Selected extract:
<<<<
Information Theory and Applications
This course introduces the foundations and applications of information theory from a principled, probabilistic perspective. Its aim is to clarify what quantities such as entropy, relative entropy, and mutual information actually measure, and why they arise naturally in problems of uncertainty, inference, and physical systems. The course emphasises conceptual understanding and mathematical structure, while illustrating how information-theoretic ideas connect to neuroscience, physics, statistics, and machine learning. The purpose is not only to present the formalism, but to develop a clear and operational understanding of how information-theoretic tools can be meaningfully applied across disciplines.
- To demonstrate a solid understanding of the fundamental concepts of information theory
- To develop the ability to construct rigorous mathematical arguments and proofs within the framework of probability theory and information theory
- To prove and apply the fundamental theorems of information theory, such as source coding and channel coding
- To use Information Theory methods to model problems of a probabilistic nature
- To apply the principles and techniques of information theory to characterise problems of a probabilistic nature: large deviation theory, hypothesis testing, Bayesian inference, etc.
>>>>
Exercise: Reproduce verbatim the passage of the information theory course description from "- To demonstrate" up to and including "Bayesian inference, etc.".

Collected data:
<<<<
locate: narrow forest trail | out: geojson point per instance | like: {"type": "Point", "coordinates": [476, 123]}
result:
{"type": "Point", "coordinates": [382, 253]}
>>>>
Task output:
- To demonstrate a solid understanding of the fundamental concepts of information theory
- To develop the ability to construct rigorous mathematical arguments and proofs within the framework of probability theory and information theory
- To prove and apply the fundamental theorems of information theory, such as source coding and channel coding
- To use Information Theory methods to model problems of a probabilistic nature
- To apply the principles and techniques of information theory to characterise problems of a probabilistic nature: large deviation theory, hypothesis testing, Bayesian inference, etc.